## Task objective
Reproduce the records below word for word, from their first line through the line containing "pixel 90 247", including that line.

Pointing entries for named objects
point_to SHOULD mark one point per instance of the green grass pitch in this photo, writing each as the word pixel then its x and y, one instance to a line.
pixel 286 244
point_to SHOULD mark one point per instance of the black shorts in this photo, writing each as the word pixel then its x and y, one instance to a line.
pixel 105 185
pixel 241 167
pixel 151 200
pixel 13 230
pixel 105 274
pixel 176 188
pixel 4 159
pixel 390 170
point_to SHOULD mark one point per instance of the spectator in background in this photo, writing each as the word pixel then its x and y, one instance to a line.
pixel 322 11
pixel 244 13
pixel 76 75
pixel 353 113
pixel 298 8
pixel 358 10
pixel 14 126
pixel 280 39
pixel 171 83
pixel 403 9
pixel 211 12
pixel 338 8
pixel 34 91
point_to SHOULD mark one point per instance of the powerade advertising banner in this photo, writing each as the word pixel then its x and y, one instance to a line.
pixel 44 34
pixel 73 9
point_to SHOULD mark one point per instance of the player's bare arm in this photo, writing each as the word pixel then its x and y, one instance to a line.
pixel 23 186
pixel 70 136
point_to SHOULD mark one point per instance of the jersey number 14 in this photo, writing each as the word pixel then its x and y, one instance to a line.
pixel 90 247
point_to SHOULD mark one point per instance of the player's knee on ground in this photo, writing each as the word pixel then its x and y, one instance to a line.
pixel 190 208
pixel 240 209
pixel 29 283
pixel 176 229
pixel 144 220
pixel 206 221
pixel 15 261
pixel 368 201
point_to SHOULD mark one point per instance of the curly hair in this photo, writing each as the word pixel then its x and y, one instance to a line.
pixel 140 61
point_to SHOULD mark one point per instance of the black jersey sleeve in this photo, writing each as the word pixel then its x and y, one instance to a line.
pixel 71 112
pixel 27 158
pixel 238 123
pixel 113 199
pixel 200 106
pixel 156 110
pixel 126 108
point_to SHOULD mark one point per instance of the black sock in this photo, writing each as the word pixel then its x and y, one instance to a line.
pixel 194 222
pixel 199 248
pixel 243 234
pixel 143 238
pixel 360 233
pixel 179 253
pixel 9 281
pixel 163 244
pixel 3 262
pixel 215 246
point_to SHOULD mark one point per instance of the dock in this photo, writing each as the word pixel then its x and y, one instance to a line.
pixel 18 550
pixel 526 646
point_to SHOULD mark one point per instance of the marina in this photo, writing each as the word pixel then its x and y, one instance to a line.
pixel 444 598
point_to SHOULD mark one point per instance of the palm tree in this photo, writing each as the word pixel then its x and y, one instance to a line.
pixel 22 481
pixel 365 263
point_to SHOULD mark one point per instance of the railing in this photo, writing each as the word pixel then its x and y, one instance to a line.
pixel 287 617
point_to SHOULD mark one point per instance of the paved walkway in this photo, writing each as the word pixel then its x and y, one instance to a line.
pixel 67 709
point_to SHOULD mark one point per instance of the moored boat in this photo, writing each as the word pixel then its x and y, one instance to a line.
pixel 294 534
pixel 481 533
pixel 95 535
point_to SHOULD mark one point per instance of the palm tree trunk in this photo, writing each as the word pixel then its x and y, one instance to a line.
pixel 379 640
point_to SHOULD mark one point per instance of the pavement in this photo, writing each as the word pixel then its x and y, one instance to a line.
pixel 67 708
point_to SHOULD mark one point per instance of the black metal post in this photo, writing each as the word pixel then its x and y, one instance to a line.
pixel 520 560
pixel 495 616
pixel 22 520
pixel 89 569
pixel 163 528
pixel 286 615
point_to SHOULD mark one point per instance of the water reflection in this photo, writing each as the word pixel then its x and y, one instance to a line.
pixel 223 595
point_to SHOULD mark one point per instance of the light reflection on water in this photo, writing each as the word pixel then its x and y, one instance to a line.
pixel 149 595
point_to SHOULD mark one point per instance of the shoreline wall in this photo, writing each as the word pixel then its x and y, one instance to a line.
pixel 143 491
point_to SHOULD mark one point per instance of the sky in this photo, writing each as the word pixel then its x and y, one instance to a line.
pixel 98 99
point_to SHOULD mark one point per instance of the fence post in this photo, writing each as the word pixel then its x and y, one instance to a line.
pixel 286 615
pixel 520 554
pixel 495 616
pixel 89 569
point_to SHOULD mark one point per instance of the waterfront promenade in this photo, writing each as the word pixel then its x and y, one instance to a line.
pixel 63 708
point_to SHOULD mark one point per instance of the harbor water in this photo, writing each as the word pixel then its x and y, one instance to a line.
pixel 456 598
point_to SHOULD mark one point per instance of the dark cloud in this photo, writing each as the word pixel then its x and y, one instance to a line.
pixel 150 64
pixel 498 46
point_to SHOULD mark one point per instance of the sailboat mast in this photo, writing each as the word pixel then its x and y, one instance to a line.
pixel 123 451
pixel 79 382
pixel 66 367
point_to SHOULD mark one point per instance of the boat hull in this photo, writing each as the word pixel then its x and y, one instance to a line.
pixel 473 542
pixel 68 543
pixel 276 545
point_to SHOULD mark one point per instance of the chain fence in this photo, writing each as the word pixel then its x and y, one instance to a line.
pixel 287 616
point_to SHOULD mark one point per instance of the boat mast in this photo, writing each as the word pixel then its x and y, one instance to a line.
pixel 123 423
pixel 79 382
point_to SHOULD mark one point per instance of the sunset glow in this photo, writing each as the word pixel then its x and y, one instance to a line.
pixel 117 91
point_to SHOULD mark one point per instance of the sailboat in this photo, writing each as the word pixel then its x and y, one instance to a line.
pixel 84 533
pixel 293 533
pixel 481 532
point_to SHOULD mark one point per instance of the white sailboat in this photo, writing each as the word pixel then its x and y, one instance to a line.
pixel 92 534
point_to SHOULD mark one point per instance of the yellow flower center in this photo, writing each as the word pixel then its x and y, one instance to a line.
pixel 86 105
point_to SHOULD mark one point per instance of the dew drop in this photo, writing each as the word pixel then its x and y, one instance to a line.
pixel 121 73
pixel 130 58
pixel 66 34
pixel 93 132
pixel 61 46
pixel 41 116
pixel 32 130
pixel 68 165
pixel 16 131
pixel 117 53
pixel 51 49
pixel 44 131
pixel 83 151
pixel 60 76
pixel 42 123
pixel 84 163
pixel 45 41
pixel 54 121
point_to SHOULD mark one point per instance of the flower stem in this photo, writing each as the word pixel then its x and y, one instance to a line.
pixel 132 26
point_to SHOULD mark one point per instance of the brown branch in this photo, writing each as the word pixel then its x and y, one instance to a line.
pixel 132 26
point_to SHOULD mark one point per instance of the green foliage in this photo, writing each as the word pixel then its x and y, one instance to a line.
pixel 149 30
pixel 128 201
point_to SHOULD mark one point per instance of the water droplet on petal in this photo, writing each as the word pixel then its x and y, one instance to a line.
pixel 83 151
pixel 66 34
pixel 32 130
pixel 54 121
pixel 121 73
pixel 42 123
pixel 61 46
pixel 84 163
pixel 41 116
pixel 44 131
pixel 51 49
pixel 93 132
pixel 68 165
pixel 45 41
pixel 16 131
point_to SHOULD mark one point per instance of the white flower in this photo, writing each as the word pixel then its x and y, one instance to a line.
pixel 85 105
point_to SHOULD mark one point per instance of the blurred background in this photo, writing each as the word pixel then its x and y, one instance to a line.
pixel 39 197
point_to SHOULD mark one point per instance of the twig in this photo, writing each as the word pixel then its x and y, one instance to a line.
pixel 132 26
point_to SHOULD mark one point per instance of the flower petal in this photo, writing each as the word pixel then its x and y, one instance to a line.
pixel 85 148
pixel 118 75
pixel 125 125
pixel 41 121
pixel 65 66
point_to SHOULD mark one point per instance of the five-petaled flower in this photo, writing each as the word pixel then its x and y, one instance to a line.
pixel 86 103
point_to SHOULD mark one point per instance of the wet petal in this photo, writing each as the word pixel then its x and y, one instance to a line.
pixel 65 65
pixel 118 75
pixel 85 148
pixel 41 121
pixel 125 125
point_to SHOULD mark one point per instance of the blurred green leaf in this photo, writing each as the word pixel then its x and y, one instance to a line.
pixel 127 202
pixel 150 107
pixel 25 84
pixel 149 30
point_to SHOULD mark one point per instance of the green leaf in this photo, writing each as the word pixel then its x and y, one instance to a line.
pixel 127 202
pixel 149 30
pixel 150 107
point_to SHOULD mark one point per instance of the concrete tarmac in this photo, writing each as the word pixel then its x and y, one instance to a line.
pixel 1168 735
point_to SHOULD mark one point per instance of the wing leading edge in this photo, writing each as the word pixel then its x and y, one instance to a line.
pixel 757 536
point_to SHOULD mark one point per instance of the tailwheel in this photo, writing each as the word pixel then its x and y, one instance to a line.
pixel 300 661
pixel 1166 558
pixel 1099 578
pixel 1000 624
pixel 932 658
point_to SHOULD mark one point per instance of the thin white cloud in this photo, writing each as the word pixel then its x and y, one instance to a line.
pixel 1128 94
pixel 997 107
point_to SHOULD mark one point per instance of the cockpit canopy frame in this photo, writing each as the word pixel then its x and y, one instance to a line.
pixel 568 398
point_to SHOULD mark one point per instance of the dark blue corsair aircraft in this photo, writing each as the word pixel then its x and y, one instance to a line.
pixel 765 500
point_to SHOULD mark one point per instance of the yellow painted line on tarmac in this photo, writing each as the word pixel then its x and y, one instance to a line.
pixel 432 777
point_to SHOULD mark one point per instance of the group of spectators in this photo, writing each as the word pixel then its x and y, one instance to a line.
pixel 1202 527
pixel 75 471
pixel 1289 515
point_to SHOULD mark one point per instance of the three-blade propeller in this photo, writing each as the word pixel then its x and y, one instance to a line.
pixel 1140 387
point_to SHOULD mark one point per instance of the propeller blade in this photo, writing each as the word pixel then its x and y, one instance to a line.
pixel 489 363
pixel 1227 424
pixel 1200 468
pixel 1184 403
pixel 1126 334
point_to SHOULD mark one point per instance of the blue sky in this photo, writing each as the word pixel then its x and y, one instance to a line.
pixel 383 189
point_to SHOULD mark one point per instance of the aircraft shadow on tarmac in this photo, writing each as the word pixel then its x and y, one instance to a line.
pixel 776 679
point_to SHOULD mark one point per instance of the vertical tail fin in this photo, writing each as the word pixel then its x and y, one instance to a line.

## The output
point_to SHOULD mark one point per instance of the green grass pitch in this photo, writing each as the word pixel then its x and y, one instance to a line.
pixel 286 244
point_to SHOULD mark one point per instance of the black shorts in this photo, writing each as the word pixel then its x and y, one instance to a line.
pixel 105 185
pixel 241 167
pixel 151 200
pixel 13 230
pixel 105 274
pixel 176 188
pixel 4 159
pixel 390 170
point_to SHOULD mark one point per instance of the spectator in background in this photo, writing each as the word pixel then its x and y, one instance to a line.
pixel 322 11
pixel 244 13
pixel 76 75
pixel 353 113
pixel 298 8
pixel 358 10
pixel 14 126
pixel 280 39
pixel 171 83
pixel 403 9
pixel 211 12
pixel 338 8
pixel 34 91
point_to SHOULD mark one point per instance of the powerade advertising banner in this photo, writing each as the word pixel then its x and y, one instance to a line.
pixel 44 34
pixel 73 9
point_to SHOULD mark one point per instance of the player's bare arm in this photo, writing each as the word pixel then its x and y, one instance to a line.
pixel 23 186
pixel 70 136
point_to SHOULD mark one point per instance of the jersey number 14 in this photo, writing each as the word pixel then its x and y, one instance to a line.
pixel 90 247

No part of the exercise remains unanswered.